→ **Selected excerpt**
******************************

# Ortho Film



## Allen (Dec 7, 2010)

Has anyone used it?  I'm thinking about buying a box of 25 sheets of 8 x 10 and enlarging some 6x6 negatives.

If I buy the Ilford Ortho, should I develop it in pyro or will DDX work well enough not to put up with the hassle of pyro?

Many thanks,

--A


----------



## ann (Dec 7, 2010)

allen,

are you going to use these for vdb"s?

I only ask , as i have a student who has been using a product from the Photo Warehouse . She exposes the negative as if it film is paper and then develops it in LPD, a regular paper developer.

When we first order the stuff i thought it was the usual type that produced a print and then you had to contact print it again to reverse the image. Image my surprise when it is the negative. Was a bit mind bending.  

She has been doing a lot of cyanotypes with the negatives and a few VDB, but it is working and isn't expensive and easy.

the only down side has been long exposure times.


----------



## Allen (Dec 7, 2010)

Years ago I shot a handful of rolls of a monochromatic slide film.  It may have been positively developed TMX; I'm not sure, I didn't process it. 

That is indeed my plan.  
I have some 6x6 negatives I've scanned and I want to compare prints made from Pictorico negatives to real ones and see how much I'm loosing in the inkjet printer. And there is the want to make images entirely by moving atoms with photons. 

I also have am 8x10 pinhole camera and am going to pick up a pack of HP5 to run through it--partly why I wish to know pyro v. DDX.


----------



## ann (Dec 7, 2010)

ok, i have never used DDX, but years ago for my personal work i started using Pryocat hd even for 35mm and up. At that time several people thought i was crazy but it worked even if it was meant for LF negatives.

******************************

→ **Provided data**
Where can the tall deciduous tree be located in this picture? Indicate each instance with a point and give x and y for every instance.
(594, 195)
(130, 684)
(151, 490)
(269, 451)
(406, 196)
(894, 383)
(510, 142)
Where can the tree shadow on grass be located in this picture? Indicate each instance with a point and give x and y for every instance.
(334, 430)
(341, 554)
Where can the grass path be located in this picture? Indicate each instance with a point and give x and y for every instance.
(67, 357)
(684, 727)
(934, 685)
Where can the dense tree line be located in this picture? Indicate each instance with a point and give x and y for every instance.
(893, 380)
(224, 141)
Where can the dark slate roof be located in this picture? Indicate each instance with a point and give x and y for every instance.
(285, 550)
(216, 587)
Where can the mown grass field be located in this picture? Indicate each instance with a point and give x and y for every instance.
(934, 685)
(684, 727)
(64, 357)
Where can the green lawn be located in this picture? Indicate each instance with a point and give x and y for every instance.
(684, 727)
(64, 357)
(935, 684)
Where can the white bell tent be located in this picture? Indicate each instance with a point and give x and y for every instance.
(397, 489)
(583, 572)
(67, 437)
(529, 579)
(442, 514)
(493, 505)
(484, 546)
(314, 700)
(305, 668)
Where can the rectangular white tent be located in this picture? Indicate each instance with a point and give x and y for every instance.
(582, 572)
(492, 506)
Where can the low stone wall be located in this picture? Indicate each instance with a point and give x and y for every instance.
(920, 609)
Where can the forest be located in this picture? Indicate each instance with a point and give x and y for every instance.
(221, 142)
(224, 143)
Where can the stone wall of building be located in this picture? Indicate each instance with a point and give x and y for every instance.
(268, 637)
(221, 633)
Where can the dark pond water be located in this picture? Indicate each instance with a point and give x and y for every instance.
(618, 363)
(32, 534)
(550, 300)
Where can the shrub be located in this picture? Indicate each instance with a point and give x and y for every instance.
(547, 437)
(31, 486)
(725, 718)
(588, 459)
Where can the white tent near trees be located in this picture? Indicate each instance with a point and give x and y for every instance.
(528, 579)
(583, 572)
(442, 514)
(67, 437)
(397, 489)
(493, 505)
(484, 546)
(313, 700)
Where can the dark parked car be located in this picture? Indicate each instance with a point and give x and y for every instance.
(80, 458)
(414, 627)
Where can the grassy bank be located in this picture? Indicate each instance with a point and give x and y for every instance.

******************************

→ **Goal A**
Please answer these from the ortho film thread:
(i) How many sheets, and of what size, is Allen thinking of buying?
(ii) What developer does ann's student use for the product from the Photo Warehouse?
(iii) Which film does Allen plan to run through his 8x10 pinhole camera?
→ **Goal B**
Resume the ortho film thread from its last sentence.
The records were taken from a different source than the ortho film thread.

→ **Task output A**
(i) A box of 25 sheets of 8 x 10.
(ii) LPD, a regular paper developer.
(iii) HP5.

→ **Task output B**
Are you using any specific software to convert digital files into negatives? There are several options.  We used Mark Nelson's Pecision Negatives, printed them on Pictorico and believe it or not on Kirkland glossy (cheap paper from Costco.) Contact printed them on silver gelatin paper and it was jaw dropping.

There really isn't any difference in process but a difference in densities of the substrate to be used for the negative.


----------



## Allen (Dec 7, 2010)

I'm using CS4 for my digital manipulation. 

I've made a few contact prints from Pictorico onto Ilford Multi-grade 4 and was impressed.
Got me thinking, could I make a RGB negative rather than a grayscale and dial in the yellow and magenta into the negative itself?

Usually with Ilford film I prefer to cook it in Ilford chemistry.  I've never developed it with pyro, so...

Off to B&H to start pricing pyro, and doing more experiments.


----------



## Allen (Dec 8, 2010)

ann said:


> We used Mark Nelson's Pecision Negatives...



Just ordered this.


----------



## ann (Dec 8, 2010)

My eyes glazed over a bit , but a friend had used it and was a big help.

Just be patience and take your time with the process.


----------



## Allen (Dec 8, 2010)

By the way, I'm going with DDX to develop the ortho; mostly because I have gallons of the stuff and I need to use it.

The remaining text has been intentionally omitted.